Task to carry out
Answer these questions about the Beautiful Soup thread below.
(a) Which year must the selected Germany tags have?
(b) What argument does the asker pass to find_all so far?
(c) Which module does the solution suggest using?

Search code examples
textbeautifulsouptags

Select tags with some specified text in beautiful soup


On some html-page I have a bunch of tags that look like:

<a class="country" href="www.google.com" title="Germany">09:18, 9 July 2021</a>

In BeautifulSoup I need to select only those tags for Germany where the year is 2019 (so, for example, the sample tag doesn't fit here, as it has 2021).'

What's the best way to do it? I'm only learning BS from scratch and so far I can only do this:

germany = germany_soup.find_all(attrs={"title": "Germany"})

and then check for every tag in germany whether its textattribute contains 2019.

My question: Is this the conventional way of doing things for that problem and is there a way to somehow specify '2019' in the find_all to avoid 'manual' check whether each tag.text has '2019' in the loop?


Solution

  • you can use re module to find for specific text in all tag to extract suitable output

    html="""<a class="country" href="www.google.com" title="Germany">09:18, 9 July 2021</a>
        <a class="country" href="www.google.com" title="Germany">09:18, 9 July 2019</a>
        <a class="country" href="www.google.com" title="Germany">07:11, 9 July 2019</a>
        <a class="country" href="www.google.com" title="Germany">09:18, 9 July 2010</a>
        """

Dataset section

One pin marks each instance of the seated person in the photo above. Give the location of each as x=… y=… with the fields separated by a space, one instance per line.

The output
(a) 2019
(b) attrs={"title": "Germany"}
(c) The re module